▸ WORK TO BE COMPLETED: Copy all of the material below exactly.

▸ Dataset excerpt:
◆ ◆ ◆
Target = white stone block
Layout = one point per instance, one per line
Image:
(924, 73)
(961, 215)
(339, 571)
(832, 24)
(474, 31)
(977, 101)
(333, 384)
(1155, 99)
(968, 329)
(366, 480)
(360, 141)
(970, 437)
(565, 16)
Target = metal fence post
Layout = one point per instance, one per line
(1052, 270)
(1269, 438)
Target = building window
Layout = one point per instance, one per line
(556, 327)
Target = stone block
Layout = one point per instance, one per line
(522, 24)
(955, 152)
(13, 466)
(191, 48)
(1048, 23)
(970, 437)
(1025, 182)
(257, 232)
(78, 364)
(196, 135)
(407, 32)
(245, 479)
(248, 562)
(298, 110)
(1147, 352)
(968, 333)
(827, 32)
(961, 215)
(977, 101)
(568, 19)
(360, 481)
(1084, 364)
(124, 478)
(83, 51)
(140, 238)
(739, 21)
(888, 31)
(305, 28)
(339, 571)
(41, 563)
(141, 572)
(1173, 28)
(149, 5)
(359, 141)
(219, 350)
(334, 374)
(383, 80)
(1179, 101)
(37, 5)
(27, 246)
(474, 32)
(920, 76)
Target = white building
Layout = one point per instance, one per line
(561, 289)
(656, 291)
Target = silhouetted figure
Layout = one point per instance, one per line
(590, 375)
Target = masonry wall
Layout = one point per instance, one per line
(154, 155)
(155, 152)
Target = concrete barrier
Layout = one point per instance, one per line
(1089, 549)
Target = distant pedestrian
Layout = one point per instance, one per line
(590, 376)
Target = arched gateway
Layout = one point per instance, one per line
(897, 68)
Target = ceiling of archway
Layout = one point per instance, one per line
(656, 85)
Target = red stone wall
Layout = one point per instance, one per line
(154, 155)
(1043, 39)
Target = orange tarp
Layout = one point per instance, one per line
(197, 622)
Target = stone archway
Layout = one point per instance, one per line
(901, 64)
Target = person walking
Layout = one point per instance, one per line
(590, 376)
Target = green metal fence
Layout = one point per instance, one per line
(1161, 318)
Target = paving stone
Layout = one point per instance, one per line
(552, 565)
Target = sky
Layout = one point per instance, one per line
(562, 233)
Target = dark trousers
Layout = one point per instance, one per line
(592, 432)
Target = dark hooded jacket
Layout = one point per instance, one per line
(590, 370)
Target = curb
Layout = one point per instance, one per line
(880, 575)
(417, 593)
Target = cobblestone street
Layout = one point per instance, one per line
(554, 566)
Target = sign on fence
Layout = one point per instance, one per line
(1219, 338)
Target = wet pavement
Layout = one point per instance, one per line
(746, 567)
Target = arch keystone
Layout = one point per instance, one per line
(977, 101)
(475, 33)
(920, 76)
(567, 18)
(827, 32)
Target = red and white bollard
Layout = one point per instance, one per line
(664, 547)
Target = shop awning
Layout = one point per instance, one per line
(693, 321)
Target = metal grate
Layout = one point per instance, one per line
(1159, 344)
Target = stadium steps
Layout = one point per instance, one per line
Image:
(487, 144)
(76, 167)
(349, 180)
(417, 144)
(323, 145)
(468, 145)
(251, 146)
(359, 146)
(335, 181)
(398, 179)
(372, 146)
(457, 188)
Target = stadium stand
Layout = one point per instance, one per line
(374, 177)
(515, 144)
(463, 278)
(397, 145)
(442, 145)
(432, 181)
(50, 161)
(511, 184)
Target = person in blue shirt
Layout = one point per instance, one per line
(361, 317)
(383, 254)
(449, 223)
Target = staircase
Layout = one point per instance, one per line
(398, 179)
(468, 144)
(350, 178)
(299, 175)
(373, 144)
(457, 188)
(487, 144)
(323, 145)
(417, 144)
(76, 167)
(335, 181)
◆ ◆ ◆
▸ CORRECT ANSWER:
Target = white stone block
Layout = one point per instance, one per line
Image:
(924, 73)
(961, 215)
(339, 571)
(832, 24)
(474, 31)
(977, 101)
(333, 384)
(1155, 99)
(968, 329)
(366, 480)
(360, 141)
(970, 437)
(565, 16)
Target = metal fence post
Layout = one point per instance, one per line
(1052, 270)
(1269, 438)
Target = building window
Layout = one point per instance, one per line
(556, 327)
Target = stone block
Layout = one point per instance, one per line
(522, 24)
(955, 152)
(13, 466)
(191, 48)
(1048, 23)
(970, 437)
(1025, 182)
(257, 232)
(78, 364)
(196, 135)
(407, 32)
(245, 479)
(248, 562)
(298, 110)
(1147, 352)
(968, 333)
(827, 32)
(961, 215)
(977, 101)
(568, 19)
(360, 481)
(1084, 364)
(124, 478)
(83, 51)
(140, 238)
(739, 21)
(888, 31)
(305, 28)
(339, 571)
(41, 563)
(141, 572)
(1173, 28)
(149, 5)
(359, 141)
(219, 350)
(334, 374)
(383, 80)
(1179, 101)
(37, 5)
(27, 246)
(474, 32)
(920, 76)
Target = white building
Layout = one point per instance, one per line
(561, 289)
(656, 291)
Target = silhouetted figure
Layout = one point per instance, one per line
(590, 375)
Target = masonry wall
Layout = one point per instance, one per line
(154, 155)
(155, 152)
Target = concrete barrier
Layout = one point per instance, one per line
(1089, 549)
Target = distant pedestrian
Layout = one point per instance, one per line
(590, 376)
Target = arched gateway
Layout = one point per instance, one per line
(897, 68)
Target = ceiling of archway
Layout = one point per instance, one per line
(656, 85)
Target = red stone wall
Layout = one point per instance, one per line
(154, 155)
(1043, 39)
Target = orange tarp
Layout = one point per instance, one per line
(197, 622)
Target = stone archway
Layout = one point per instance, one per line
(901, 64)
Target = person walking
Layout = one point per instance, one per line
(590, 376)
Target = green metal fence
Layout = one point per instance, one per line
(1161, 318)
Target = paving stone
Layout = one point per instance, one per line
(552, 565)
Target = sky
Layout = one point per instance, one per line
(562, 233)
Target = dark trousers
Layout = one point per instance, one per line
(592, 432)
Target = dark hooded jacket
Layout = one point per instance, one per line
(590, 370)
Target = curb
Layout = one point per instance, one per line
(880, 575)
(417, 593)
Target = cobblestone street
Layout = one point per instance, one per line
(554, 566)
Target = sign on fence
Layout = one point per instance, one per line
(1219, 338)
Target = wet pavement
Layout = one point per instance, one per line
(746, 567)
Target = arch keystone
Layout = one point per instance, one per line
(977, 101)
(475, 33)
(920, 76)
(567, 18)
(827, 32)
Target = red and white bollard
Layout = one point per instance, one per line
(664, 547)
Target = shop awning
Layout = one point per instance, one per line
(693, 321)
Target = metal grate
Layout = one point per instance, one per line
(1159, 344)
Target = stadium steps
Layout = one point per instance, one per line
Image:
(487, 144)
(76, 167)
(349, 180)
(417, 144)
(323, 145)
(468, 145)
(251, 146)
(359, 146)
(335, 181)
(398, 179)
(372, 146)
(457, 188)
Target = stadium stand
Layout = one point per instance, one per line
(374, 177)
(515, 144)
(463, 278)
(397, 145)
(442, 145)
(432, 181)
(50, 161)
(511, 184)
Target = person in blue shirt
Layout = one point per instance, one per line
(361, 317)
(383, 254)
(449, 223)
Target = staircase
Layout = one point per instance, one per line
(398, 179)
(468, 144)
(350, 178)
(299, 175)
(373, 144)
(457, 188)
(487, 144)
(323, 145)
(417, 144)
(76, 167)
(335, 181)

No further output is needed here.